-- GIVEN REQUEST --
Rewrite the listing below with "wooden beam" changed to "timber beam" and everything else kept the same. Leave out the pictures.

-- DATASET ENTRIES --
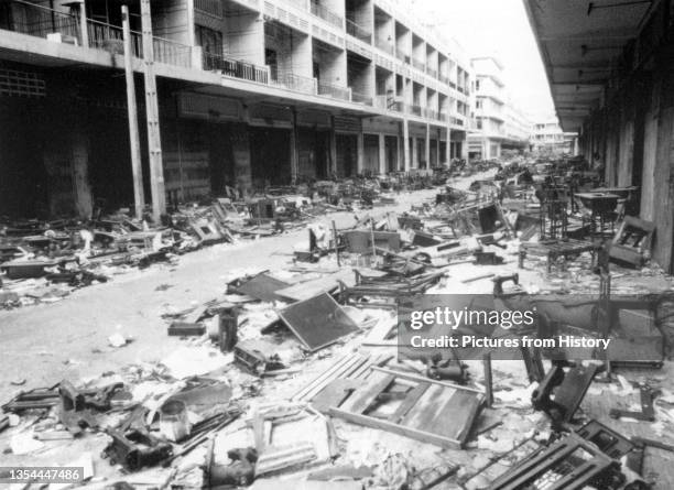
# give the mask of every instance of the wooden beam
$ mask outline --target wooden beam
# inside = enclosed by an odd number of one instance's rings
[[[150,154],[152,216],[154,222],[160,224],[162,215],[166,213],[166,192],[164,188],[164,166],[162,161],[156,77],[154,75],[154,40],[152,37],[150,0],[141,0],[141,24],[143,36],[145,112],[148,121],[148,153]]]
[[[143,168],[138,130],[138,106],[135,104],[135,81],[133,80],[133,53],[131,48],[131,28],[129,7],[122,6],[122,28],[124,37],[124,76],[127,78],[127,112],[129,116],[129,143],[131,146],[131,174],[133,176],[133,204],[135,217],[143,218],[145,194],[143,190]]]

-- SOLUTION TO THIS PROBLEM --
# give the mask of every instance of the timber beam
$ mask outline --target timber beam
# inside = enclosed by an odd number of one instance's rings
[[[150,154],[152,216],[154,222],[160,224],[162,215],[166,213],[166,192],[164,188],[164,166],[162,161],[156,77],[154,75],[154,40],[152,37],[150,0],[141,0],[141,24],[143,36],[145,112],[148,121],[148,153]]]
[[[143,168],[138,130],[138,106],[135,104],[135,81],[133,80],[133,53],[131,48],[131,28],[129,7],[122,6],[122,28],[124,37],[124,76],[127,78],[127,112],[129,116],[129,143],[131,146],[131,174],[133,176],[133,204],[135,217],[143,218],[145,194],[143,190]]]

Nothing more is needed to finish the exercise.